Problem:
The answer should hold only the line with "Labeling rule: each instance of the face" and each line after it through the last line of the material, exactly.

Records provided:
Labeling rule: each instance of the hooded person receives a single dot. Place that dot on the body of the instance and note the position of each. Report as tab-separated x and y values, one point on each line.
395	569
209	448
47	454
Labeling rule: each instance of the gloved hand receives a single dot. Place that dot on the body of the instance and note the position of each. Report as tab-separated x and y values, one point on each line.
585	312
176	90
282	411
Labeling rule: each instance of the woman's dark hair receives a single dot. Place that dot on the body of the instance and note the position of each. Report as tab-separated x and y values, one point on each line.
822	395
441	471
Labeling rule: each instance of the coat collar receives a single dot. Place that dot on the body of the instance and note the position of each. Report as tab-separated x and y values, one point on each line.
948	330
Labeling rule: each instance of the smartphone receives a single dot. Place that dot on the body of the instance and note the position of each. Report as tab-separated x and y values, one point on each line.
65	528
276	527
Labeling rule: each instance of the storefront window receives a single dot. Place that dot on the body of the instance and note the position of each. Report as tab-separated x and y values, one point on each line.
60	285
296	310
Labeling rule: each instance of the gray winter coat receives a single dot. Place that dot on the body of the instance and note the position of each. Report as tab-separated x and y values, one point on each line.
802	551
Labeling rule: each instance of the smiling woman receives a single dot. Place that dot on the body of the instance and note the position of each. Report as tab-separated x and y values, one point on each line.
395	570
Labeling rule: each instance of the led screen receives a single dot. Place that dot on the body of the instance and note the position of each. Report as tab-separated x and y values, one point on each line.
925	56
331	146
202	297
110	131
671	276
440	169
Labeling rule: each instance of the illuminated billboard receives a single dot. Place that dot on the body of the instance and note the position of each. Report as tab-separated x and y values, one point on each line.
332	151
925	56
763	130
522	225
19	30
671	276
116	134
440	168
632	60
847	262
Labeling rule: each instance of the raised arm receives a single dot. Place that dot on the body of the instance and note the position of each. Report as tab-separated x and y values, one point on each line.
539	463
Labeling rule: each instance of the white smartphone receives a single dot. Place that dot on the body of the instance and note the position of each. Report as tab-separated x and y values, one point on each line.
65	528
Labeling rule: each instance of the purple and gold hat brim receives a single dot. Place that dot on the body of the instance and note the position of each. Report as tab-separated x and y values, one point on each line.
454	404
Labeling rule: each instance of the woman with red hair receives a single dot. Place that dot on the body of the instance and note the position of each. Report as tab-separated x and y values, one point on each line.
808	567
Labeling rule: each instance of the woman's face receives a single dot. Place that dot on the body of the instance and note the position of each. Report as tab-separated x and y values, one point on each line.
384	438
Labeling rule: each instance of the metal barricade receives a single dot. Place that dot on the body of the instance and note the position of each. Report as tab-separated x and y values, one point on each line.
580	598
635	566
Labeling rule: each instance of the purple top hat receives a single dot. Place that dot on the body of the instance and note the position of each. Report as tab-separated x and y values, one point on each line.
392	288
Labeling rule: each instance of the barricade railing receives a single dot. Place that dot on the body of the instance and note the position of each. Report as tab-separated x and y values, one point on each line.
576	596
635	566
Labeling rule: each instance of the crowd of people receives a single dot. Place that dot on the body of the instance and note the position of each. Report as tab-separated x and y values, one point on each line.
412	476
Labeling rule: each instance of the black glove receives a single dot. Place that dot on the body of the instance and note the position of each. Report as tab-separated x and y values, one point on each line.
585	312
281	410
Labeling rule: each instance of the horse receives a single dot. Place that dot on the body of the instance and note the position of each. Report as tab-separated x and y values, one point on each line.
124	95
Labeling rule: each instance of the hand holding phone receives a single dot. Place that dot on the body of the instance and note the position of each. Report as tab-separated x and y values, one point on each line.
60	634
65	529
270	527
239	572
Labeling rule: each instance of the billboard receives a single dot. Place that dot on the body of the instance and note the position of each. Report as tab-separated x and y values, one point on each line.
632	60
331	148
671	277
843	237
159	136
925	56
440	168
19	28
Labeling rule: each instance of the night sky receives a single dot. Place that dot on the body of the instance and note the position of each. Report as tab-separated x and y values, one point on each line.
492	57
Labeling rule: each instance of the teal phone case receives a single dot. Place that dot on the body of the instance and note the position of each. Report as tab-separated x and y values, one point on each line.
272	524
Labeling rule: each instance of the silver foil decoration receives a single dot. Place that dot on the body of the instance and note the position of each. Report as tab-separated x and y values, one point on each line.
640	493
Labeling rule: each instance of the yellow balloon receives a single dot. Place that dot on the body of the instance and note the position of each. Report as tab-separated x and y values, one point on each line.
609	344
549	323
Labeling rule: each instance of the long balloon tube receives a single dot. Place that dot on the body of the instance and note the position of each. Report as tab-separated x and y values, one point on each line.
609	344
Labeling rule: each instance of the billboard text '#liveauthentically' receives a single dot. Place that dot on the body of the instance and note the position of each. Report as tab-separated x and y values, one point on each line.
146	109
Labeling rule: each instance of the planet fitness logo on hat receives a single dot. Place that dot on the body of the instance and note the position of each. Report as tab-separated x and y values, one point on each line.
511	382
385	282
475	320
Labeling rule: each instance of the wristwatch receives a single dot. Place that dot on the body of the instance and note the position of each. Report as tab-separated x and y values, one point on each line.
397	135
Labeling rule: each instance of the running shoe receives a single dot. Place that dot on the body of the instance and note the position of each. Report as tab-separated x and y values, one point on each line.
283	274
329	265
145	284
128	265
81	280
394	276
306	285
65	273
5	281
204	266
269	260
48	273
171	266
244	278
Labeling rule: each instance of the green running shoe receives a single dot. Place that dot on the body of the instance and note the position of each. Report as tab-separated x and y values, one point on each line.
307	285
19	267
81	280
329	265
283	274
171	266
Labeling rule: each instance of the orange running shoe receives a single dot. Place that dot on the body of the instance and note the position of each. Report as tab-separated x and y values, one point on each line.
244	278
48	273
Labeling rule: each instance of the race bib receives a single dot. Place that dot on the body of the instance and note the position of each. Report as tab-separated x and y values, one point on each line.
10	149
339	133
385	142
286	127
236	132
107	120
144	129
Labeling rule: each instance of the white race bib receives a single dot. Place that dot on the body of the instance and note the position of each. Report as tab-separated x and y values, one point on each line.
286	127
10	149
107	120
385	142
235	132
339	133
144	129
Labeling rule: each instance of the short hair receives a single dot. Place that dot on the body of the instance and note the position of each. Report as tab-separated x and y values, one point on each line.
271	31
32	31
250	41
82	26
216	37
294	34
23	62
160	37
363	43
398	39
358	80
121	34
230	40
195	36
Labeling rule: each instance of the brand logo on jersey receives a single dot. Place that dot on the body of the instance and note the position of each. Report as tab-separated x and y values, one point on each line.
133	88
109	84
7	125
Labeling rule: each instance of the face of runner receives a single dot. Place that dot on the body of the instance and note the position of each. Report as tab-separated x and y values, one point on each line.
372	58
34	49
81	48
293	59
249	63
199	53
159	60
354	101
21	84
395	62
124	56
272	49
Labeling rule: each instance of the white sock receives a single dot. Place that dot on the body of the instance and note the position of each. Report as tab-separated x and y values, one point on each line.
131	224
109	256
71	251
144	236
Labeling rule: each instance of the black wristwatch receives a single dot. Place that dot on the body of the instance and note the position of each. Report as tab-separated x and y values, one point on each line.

Problem solution:
Labeling rule: each instance of the face of runner receives a single dot. Place that dot on the body of the instance and note the position of each. Report as tab-separated x and y values, one point on each line.
372	58
34	49
81	48
293	59
249	63
199	53
159	60
354	101
21	84
395	62
124	56
272	49
Labeling rule: each instance of the white sock receives a single dot. Place that dot on the body of the instance and note the position of each. Report as tab-separated x and y values, one point on each line.
131	224
109	256
71	251
144	236
Labeling rule: each instance of the black wristwatch receives a single dot. Place that dot on the body of the instance and note the position of each. Report as tab-separated x and y values, one point on each line.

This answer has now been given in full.